* **TEXTO DE ESTUDIO**
# abfahren/anfahren



## manfrotto

Viendo webs de transportes de Alemania entiendo que abfahren significa arrancar/partir y anfahren llegar.

Pero en el periódico he leído anfahrenden refiriéndose a un tren que arrancaba.

¿Qué es correcto?

Gracias.


----------



## Alemanita

abfahren significa partir, salir del andén (en el caso de trenes, claro).

anfahren no significa llegar, sino arrancar, ponerse en movimiento. También puede significar tocar en el recorrido (una estación, una parada).

Espero haberte ayudado.


----------



## manfrotto

Alemanita said:


> abfahren significa partir, salir del andén (en el caso de trenes, claro).
> 
> anfahren no significa llegar, sino arrancar, ponerse en movimiento. También puede significar tocar en el recorrido (una estación, una parada).
> 
> Espero haberte ayudado.



Gracias!

Y hay algún verbo para llegar, en caso de trenes por ejemplo?


----------



## Pyramus

Si, llegar es "ankommen", pero las palabras "ab*fahren*" y "an*fahren*" significan que alguien o algo se va. Es un poco como la diferencia entre "ir" y "venir".

* **QUÉ HARÁS**
a) En el hilo sobre abfahren y anfahren, ¿qué verbo alemán se da para decir "llegar"?
b) Transcribe del hilo sobre abfahren y anfahren el pasaje que arranca en "Viendo webs de" y llega hasta "tren que arrancaba.".
c) Prolonga el hilo sobre abfahren y anfahren a partir de su última intervención.

* **INFORMACIÓN PROPORCIONADA**
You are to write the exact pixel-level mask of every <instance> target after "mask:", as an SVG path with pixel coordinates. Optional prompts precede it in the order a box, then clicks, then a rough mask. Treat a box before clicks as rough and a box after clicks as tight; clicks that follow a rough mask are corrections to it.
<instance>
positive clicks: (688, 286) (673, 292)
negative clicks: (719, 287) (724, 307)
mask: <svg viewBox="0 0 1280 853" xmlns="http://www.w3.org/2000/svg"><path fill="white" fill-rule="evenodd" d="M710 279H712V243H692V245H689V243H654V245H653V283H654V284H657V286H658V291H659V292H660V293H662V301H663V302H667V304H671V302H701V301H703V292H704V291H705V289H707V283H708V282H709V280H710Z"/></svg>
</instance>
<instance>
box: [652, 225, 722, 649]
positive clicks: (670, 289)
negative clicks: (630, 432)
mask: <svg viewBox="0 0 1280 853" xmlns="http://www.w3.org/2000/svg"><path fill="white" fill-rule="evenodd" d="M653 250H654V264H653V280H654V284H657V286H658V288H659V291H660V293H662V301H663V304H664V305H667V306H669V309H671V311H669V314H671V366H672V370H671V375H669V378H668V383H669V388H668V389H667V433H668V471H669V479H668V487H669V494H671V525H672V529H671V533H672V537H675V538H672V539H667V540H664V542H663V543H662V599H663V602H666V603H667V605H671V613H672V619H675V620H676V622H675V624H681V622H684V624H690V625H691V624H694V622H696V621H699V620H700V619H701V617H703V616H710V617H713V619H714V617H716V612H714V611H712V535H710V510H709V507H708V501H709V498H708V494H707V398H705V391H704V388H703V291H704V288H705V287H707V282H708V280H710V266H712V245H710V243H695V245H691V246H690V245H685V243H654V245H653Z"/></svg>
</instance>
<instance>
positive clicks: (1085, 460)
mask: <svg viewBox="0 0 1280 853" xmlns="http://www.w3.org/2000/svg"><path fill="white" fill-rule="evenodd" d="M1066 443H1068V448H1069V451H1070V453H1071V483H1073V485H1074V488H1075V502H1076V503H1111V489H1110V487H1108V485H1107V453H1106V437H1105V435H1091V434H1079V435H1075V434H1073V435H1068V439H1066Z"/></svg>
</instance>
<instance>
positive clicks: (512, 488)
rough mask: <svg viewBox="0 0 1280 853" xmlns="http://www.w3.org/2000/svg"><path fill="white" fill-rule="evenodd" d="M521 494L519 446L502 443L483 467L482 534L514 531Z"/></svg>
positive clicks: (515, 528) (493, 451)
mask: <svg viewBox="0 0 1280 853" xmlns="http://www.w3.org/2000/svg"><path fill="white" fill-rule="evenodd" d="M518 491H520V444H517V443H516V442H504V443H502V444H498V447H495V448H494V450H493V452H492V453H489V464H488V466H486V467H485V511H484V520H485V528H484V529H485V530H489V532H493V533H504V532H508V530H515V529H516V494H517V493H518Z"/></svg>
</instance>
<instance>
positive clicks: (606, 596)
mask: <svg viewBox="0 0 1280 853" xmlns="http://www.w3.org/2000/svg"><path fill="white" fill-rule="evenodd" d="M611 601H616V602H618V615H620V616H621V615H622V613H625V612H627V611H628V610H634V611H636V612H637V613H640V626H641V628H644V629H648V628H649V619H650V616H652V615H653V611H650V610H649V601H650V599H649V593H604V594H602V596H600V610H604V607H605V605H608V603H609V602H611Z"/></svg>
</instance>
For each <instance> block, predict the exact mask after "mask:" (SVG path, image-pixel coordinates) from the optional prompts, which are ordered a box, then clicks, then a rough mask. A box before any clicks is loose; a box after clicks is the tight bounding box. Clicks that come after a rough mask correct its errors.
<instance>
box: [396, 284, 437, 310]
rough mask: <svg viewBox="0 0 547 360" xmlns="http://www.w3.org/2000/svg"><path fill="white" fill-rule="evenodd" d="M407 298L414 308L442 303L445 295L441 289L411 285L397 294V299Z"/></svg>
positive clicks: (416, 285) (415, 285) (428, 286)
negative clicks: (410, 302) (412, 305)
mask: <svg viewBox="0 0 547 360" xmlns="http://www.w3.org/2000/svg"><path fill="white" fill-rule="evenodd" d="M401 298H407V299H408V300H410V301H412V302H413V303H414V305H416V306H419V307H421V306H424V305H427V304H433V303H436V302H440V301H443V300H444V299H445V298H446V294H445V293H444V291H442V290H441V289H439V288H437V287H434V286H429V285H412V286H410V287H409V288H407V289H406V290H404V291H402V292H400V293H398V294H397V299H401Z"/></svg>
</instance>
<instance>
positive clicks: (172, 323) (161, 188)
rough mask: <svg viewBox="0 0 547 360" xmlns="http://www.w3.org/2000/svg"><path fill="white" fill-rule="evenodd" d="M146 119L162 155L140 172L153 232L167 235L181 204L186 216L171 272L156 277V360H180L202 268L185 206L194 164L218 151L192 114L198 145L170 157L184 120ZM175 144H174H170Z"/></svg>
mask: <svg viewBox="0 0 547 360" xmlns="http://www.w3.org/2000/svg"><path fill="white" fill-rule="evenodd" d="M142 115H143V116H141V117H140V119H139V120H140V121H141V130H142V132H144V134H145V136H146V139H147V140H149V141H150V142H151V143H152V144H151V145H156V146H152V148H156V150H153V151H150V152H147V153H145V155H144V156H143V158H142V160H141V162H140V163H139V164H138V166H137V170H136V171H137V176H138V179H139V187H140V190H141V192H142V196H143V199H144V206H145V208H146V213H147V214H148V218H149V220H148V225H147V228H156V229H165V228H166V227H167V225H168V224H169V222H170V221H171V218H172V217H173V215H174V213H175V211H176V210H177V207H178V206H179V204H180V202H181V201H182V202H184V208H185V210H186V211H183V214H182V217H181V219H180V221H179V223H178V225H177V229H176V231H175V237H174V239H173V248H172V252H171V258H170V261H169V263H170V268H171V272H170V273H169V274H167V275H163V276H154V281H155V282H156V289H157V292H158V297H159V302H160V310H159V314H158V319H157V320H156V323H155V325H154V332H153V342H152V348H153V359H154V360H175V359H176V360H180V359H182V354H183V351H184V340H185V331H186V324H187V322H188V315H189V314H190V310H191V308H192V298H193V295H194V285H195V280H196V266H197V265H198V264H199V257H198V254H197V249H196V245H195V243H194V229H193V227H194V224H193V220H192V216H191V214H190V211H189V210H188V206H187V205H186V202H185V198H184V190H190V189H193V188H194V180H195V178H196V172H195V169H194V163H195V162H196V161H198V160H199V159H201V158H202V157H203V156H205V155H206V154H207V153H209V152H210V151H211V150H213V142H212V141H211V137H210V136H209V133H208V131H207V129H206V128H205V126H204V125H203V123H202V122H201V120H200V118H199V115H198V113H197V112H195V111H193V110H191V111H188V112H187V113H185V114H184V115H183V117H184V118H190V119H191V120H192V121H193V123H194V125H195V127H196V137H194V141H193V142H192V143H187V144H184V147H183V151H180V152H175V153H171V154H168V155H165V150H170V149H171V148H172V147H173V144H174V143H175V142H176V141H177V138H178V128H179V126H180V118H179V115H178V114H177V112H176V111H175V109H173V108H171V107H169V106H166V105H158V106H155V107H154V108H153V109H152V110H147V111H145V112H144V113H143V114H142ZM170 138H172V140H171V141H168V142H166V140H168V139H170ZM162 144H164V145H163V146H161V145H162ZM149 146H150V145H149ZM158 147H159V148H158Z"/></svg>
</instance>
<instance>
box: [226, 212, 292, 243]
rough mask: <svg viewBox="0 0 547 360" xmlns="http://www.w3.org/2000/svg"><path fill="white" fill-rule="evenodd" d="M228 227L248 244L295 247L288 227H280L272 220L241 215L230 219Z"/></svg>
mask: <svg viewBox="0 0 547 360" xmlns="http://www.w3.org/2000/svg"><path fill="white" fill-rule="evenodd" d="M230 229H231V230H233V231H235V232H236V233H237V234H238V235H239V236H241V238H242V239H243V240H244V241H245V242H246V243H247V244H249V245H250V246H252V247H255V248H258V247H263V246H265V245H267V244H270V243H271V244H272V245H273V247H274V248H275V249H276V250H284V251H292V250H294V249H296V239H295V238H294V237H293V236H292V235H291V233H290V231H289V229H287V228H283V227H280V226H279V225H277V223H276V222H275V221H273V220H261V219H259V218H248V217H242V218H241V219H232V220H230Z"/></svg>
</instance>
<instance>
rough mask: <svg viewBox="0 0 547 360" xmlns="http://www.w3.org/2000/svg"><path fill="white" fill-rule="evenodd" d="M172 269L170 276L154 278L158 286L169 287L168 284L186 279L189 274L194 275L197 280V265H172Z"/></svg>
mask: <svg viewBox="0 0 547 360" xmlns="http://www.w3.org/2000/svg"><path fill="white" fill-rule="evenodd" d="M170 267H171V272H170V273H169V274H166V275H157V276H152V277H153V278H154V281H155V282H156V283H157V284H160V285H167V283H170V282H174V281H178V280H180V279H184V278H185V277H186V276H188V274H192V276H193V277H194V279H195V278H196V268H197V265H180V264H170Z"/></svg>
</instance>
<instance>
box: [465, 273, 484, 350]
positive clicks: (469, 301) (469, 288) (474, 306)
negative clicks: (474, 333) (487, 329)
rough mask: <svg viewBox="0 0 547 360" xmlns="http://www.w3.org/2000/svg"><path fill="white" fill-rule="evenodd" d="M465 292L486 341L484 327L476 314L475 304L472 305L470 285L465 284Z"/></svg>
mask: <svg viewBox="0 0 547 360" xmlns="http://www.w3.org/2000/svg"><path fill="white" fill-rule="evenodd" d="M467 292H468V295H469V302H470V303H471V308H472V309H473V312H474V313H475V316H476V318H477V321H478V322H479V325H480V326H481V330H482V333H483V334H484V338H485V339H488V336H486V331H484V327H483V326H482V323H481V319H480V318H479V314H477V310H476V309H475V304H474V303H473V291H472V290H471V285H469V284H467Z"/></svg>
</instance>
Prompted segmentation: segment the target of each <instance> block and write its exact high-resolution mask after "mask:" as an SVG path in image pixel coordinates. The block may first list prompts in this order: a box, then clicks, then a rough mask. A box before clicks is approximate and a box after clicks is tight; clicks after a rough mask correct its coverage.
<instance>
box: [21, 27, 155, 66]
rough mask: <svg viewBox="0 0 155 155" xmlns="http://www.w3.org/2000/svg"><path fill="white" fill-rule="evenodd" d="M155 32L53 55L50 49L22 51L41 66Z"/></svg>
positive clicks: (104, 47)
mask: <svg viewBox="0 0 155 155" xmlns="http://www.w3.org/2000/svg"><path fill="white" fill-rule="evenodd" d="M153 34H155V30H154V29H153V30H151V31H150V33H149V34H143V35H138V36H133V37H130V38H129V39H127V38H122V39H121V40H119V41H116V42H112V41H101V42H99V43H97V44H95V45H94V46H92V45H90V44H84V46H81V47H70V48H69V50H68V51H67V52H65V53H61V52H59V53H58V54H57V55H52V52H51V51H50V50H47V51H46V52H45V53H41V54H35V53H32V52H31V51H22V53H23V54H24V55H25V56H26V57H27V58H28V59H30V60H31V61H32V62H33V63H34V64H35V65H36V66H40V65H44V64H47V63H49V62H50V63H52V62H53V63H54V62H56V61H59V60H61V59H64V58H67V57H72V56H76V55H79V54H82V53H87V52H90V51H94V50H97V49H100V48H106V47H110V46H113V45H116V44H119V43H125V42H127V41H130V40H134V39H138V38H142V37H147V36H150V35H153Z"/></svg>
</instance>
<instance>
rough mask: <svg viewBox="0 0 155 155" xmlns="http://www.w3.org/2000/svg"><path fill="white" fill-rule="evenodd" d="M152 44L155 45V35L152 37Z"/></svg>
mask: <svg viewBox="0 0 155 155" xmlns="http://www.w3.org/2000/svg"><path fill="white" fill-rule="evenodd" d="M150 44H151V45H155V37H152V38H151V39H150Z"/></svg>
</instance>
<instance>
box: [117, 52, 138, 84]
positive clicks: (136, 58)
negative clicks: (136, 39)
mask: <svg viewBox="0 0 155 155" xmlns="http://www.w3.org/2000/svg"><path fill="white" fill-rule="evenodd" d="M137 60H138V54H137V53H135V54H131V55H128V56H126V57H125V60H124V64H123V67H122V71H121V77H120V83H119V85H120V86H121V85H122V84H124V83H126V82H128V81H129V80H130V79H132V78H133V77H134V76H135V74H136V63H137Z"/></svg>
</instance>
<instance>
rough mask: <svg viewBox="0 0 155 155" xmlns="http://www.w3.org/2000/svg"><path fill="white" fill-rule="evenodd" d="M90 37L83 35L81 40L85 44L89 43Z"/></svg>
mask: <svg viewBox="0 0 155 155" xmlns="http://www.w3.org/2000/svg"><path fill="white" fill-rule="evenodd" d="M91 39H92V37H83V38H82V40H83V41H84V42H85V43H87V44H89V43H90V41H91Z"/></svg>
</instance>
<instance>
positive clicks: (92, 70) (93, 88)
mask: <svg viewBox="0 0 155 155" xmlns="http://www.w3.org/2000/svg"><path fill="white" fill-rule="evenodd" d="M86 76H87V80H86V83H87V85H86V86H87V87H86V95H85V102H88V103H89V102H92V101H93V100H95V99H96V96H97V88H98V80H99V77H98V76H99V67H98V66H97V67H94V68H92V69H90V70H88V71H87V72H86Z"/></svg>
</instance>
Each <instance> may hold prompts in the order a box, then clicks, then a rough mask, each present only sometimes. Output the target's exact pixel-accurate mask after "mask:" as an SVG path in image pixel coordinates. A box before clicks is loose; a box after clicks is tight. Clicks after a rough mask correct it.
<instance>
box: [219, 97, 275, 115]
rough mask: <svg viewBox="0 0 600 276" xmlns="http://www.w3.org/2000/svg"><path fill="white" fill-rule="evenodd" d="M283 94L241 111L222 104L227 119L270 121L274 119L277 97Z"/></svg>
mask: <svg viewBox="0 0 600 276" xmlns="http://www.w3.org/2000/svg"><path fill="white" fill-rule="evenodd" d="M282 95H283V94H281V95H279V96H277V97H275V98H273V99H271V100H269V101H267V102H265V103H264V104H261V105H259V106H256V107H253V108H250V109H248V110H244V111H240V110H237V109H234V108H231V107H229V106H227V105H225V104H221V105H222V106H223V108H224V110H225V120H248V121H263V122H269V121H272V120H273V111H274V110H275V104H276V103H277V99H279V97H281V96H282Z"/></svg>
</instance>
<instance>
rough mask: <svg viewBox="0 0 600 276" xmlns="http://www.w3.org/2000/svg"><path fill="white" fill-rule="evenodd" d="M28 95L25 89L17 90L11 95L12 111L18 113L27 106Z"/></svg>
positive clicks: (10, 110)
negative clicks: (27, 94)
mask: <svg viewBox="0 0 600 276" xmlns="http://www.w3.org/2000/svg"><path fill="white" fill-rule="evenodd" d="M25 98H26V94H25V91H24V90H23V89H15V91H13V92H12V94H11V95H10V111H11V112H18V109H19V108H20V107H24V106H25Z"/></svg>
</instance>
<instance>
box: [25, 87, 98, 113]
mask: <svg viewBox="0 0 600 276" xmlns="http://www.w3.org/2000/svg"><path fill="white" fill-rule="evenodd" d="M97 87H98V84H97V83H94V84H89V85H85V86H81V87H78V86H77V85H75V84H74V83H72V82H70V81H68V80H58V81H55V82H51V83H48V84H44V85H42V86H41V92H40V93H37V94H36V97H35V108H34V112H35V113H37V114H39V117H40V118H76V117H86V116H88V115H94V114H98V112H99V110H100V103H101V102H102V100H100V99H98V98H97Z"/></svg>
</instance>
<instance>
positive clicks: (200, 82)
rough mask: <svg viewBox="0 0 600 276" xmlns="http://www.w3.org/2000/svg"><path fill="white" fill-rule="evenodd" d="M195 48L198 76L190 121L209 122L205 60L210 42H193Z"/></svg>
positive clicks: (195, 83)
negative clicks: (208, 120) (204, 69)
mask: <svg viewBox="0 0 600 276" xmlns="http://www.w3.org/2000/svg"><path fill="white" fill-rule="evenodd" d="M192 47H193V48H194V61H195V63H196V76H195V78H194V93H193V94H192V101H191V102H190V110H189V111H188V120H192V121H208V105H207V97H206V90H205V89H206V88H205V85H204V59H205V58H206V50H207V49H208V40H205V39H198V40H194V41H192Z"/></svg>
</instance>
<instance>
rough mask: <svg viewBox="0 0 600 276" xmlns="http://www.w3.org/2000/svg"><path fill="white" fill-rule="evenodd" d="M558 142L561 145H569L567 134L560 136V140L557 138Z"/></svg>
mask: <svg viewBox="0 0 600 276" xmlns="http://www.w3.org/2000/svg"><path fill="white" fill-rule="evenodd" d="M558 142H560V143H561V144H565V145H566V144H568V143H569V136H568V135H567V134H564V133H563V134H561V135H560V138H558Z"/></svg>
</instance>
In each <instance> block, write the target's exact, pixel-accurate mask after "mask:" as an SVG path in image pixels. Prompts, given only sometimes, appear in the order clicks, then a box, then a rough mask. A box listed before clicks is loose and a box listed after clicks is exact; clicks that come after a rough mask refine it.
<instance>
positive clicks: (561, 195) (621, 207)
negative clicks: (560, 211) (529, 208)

* **RESPUESTAS POR TAREA**
a) Ankommen.

b)
Viendo webs de transportes de Alemania entiendo que abfahren significa arrancar/partir y anfahren llegar.

Pero en el periódico he leído anfahrenden refiriéndose a un tren que arrancaba.

c)
----------



## Captain Lars

Un tercero significado de "anfahren", esta vez como verbo transitivo, sería atropellar.


----------



## Alemanita

manfrotto said:


> Gracias!
> 
> Y hay algún verbo para llegar, en caso de trenes por ejemplo?



Como ya dijo Pyramus, llegar en general es 'ankommen'; para trenes se podría usar también 'einfahren', cuando el tren está entrando en la estación, todavía en movimiento.


----------



## Geviert

> _he leído anfahrenden refiriéndose a un tren que arrancaba._


_


Anfahrend _es el participio presente del verbo _anfahren_, tiene función adjetival según el caso. En este caso para designar que el tren está partiendo.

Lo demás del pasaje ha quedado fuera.